Prompt ▸ Please reproduce word for word the part of the bedroom-books excerpt that opens with the words containing "A quick recap" and closes with "not terribly long.".

Exciting things are happening in the world outside the Dreamtime, and as is custom the more time you spend with Meatworld things the less time you have in the Dreamtime.

Everything has a balance, everything has a cost. The loss of momentum with the tour echoes the loss of momentum for solving the issues that led to the book collecting in their home in the first place and now it is time to return to the Books in the Bedroom - specifically the Stack of Books Next to the Hidden Bookshelf.

A quick recap is in order -

In Part 2 I tour the Books that Became Decor and was startled to find that many of them were decor because I didn't really like them much

In Part 3 I tour the Stack of Books Under the Window - which are primarily hardcovers and discuss the system by which books were supposed to enter and leave the bedroom

In Part 4 I tour the Books in the Hidden Bookshelf and the history of bookshelves in my former bedrooms and the place of books in my house and my emotional landscape. I even surprised me.

Part 5 is this one - it's not terribly long.

Section 1 - The Poetry of What Remains

Stacked exactly as they are, the books create a poem of their own. A scarily accurate one:

The line between
the Receiving
Wandering Stars making money
Selling the Invisible a Mind at a time

Words on Fire: One woman's journey into the Sacred
The Queen's Bastard
"XXXholic" The Unicorn Sonata


Of course the actual titles by themselves are less connected:

The Queens Bastard - by C.E. Murphy ( this was not my kind of book at all, I think it came into the house by way of The Girl)

Data provided ▸
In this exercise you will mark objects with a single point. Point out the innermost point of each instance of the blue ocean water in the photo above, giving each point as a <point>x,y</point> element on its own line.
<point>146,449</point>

Final result ▸
A quick recap is in order -

In Part 2 I tour the Books that Became Decor and was startled to find that many of them were decor because I didn't really like them much

In Part 3 I tour the Stack of Books Under the Window - which are primarily hardcovers and discuss the system by which books were supposed to enter and leave the bedroom

In Part 4 I tour the Books in the Hidden Bookshelf and the history of bookshelves in my former bedrooms and the place of books in my house and my emotional landscape. I even surprised me.

Part 5 is this one - it's not terribly long.